(Coordinate annotation records)

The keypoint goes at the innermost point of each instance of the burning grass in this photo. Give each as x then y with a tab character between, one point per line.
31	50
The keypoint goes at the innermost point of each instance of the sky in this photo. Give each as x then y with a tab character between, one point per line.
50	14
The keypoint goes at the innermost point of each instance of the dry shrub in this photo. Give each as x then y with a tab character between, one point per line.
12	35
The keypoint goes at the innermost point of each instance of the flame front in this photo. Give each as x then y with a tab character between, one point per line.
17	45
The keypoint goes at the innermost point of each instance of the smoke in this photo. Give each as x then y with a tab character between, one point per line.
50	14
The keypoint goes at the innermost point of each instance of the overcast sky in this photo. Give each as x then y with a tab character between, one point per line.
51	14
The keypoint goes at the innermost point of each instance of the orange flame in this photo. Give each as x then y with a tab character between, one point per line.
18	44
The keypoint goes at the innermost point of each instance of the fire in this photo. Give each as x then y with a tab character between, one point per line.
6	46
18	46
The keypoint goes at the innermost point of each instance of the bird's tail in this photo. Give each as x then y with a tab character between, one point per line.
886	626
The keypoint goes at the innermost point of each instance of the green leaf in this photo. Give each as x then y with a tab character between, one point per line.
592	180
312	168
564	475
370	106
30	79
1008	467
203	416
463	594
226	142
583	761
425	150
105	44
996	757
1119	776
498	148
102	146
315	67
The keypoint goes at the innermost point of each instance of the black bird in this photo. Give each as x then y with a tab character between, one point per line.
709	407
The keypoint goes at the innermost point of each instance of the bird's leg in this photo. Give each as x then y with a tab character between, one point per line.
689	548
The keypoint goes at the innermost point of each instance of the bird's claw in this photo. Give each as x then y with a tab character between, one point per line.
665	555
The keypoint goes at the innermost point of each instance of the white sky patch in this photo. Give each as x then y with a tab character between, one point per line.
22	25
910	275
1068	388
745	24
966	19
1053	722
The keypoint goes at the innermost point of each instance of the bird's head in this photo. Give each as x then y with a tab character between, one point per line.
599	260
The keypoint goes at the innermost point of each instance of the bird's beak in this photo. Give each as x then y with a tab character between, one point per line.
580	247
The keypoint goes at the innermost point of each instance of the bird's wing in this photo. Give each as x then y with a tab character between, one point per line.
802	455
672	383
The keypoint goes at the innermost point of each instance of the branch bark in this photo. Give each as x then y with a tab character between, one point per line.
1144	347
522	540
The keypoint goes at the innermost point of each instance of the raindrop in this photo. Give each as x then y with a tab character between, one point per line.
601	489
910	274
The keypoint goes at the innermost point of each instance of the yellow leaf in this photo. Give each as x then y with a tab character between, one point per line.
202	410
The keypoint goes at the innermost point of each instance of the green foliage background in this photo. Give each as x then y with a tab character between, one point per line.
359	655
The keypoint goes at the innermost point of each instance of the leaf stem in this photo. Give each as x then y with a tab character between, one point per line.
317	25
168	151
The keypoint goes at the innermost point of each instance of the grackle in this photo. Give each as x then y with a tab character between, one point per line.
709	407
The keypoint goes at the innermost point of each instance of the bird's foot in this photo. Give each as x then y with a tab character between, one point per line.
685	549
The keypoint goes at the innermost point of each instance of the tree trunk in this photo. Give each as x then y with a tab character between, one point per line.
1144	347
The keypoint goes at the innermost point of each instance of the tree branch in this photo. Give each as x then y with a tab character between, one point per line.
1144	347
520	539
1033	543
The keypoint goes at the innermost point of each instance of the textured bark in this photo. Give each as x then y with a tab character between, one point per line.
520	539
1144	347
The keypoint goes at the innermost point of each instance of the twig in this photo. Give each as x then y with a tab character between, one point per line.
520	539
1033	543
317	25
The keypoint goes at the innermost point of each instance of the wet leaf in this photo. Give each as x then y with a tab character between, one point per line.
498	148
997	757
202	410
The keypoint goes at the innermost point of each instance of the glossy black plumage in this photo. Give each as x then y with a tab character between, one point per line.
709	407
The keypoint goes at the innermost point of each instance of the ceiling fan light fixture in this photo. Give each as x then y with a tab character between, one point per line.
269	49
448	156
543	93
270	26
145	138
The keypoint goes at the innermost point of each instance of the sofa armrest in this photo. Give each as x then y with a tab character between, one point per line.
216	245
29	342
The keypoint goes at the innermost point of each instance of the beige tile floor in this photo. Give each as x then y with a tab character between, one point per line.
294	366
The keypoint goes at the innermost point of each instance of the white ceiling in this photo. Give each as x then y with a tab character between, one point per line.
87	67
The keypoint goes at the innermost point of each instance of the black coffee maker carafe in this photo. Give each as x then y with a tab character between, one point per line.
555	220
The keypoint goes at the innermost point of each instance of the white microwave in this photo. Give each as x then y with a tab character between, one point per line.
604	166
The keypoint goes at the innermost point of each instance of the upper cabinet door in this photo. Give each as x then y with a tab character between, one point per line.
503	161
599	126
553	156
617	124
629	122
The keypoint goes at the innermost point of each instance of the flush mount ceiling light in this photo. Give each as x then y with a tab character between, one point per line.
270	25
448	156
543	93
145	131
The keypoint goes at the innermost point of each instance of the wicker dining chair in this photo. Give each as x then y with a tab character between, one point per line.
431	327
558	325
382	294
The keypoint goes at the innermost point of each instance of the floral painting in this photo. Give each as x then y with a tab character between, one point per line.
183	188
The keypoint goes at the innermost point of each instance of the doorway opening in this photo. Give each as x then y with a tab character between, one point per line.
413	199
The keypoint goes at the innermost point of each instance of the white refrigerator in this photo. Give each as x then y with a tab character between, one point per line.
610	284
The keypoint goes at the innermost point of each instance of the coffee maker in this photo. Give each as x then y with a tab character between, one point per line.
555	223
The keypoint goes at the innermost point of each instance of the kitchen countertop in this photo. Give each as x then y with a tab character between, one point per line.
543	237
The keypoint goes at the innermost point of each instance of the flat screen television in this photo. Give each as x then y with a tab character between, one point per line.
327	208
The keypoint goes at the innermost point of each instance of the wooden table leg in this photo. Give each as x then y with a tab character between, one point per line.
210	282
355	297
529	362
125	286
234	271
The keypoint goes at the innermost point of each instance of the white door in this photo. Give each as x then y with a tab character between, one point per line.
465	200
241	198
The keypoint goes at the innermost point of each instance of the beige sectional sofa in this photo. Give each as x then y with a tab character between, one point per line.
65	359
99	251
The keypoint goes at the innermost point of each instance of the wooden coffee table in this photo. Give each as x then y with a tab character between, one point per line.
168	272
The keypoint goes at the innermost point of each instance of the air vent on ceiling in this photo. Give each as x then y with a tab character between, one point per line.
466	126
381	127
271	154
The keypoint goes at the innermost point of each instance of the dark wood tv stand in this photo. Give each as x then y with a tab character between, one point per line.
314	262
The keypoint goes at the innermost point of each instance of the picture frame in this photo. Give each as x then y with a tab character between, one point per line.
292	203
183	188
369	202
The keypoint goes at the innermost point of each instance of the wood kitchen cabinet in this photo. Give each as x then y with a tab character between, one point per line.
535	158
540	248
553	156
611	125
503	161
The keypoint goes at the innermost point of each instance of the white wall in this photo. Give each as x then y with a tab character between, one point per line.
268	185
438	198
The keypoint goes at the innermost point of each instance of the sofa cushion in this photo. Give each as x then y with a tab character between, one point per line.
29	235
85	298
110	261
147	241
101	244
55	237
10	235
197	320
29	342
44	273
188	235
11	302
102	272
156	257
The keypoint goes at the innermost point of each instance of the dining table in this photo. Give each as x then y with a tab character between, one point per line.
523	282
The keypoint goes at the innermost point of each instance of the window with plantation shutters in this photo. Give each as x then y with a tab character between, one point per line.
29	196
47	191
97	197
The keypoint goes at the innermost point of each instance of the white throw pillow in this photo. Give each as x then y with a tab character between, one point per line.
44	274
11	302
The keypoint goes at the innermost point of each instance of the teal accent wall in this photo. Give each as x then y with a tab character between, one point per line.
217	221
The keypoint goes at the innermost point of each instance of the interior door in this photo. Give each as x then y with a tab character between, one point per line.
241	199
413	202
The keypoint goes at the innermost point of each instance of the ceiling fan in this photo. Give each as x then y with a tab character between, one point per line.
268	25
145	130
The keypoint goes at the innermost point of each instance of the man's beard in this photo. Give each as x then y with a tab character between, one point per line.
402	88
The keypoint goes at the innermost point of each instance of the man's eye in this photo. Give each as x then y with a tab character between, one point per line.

_AIM OF THE EXERCISE_
Copy the records above verbatim, starting at the line containing "the wood kitchen" and continuing through the final line of the records, with both of those lines included.

_FINISHED TASK_
The keypoint goes at the innermost point of each instance of the wood kitchen cabinet in this photo. Give each as x then y with a tab character between, one point per line.
535	158
540	248
553	156
611	125
503	161
The keypoint goes at the innermost point of each instance of the white wall in this photo. Give each as x then y with a tab character between, one point per line.
268	185
438	198
The keypoint goes at the innermost point of each instance of the sofa cushion in this photo. Give each as x then y with a tab character between, one point per line.
29	235
85	298
110	261
147	241
101	244
55	237
10	235
197	320
29	342
44	273
188	235
11	302
102	272
156	257
The keypoint goes at the innermost point of each instance of the dining table in this photo. Give each as x then y with a tab character between, one point per line.
523	282
The keypoint goes at the innermost point of each instance of the window with plantation shutters in this photo. Give each as x then y with a tab character between, one point per line.
29	196
47	191
97	197
The keypoint goes at the innermost point of each instance of the white throw pillow in this photo. Give each as x then y with a tab character between, one point per line.
44	274
11	302
The keypoint goes at the innermost point of each instance of the teal accent wall in this photo. Give each as x then y with a tab character between, one point per line.
217	221
The keypoint goes at the innermost point of each instance of the interior door in this photo. Give each as x then y with a tab character between, one point per line.
241	199
413	202
The keypoint goes at the innermost point of each instance of the ceiling fan in this photo. Give each as x then y with a tab character between, one point per line.
268	25
145	130
The keypoint goes at the innermost point of each instance of the man's beard in this photo. Give each as x then y with a tab character between, one point per line.
402	88
The keypoint goes at the innermost point of each instance of the man's eye in this photo. Give each as x then y with a tab character between, one point per line.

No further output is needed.